_GIVEN ENTRIES:_

* * * *

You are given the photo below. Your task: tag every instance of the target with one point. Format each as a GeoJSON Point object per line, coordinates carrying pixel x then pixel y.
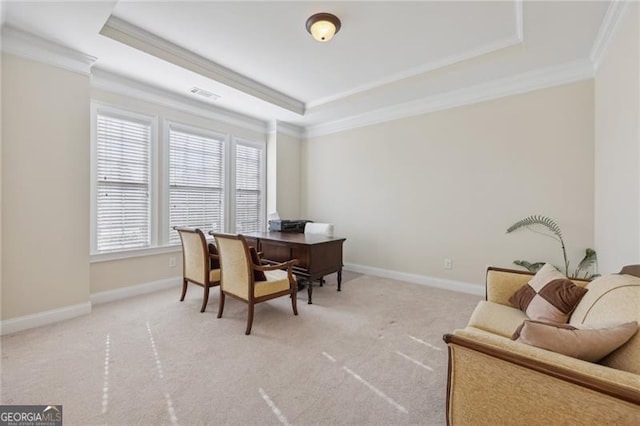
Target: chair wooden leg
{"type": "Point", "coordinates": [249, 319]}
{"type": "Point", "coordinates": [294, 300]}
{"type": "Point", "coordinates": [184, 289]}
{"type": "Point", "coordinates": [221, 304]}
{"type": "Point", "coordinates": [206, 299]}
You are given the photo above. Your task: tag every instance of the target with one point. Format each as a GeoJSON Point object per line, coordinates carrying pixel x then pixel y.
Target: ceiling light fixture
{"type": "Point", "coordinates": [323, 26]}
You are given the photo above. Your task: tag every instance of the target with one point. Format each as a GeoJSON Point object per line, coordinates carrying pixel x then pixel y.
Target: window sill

* * * *

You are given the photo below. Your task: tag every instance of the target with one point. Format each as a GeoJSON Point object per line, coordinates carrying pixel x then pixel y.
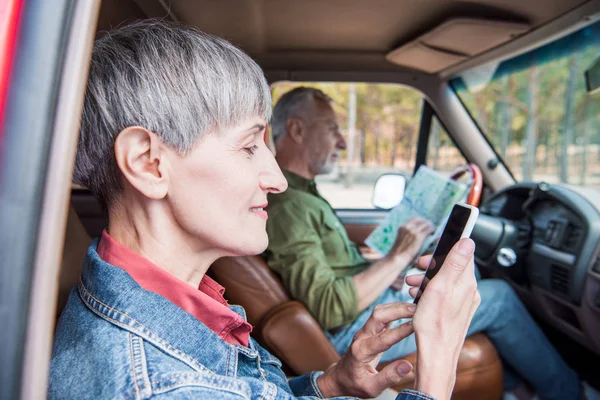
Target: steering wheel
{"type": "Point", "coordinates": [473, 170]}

* * * *

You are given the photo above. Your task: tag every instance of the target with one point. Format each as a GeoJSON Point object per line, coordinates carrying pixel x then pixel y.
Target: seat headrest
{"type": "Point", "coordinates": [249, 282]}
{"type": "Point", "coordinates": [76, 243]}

* * * *

_REQUIREMENT:_
From the data above, reproduce word for word the lines running from the line with "Target: ceiling light fixture" to the line with "Target: window sill", ends included.

_RESPONSE:_
Target: ceiling light fixture
{"type": "Point", "coordinates": [323, 26]}
You are given the photo above. Your task: tag every instance of the target with one point. Format each as a GeoJSON Point object per line, coordinates carrying pixel x then pixel y.
Target: window sill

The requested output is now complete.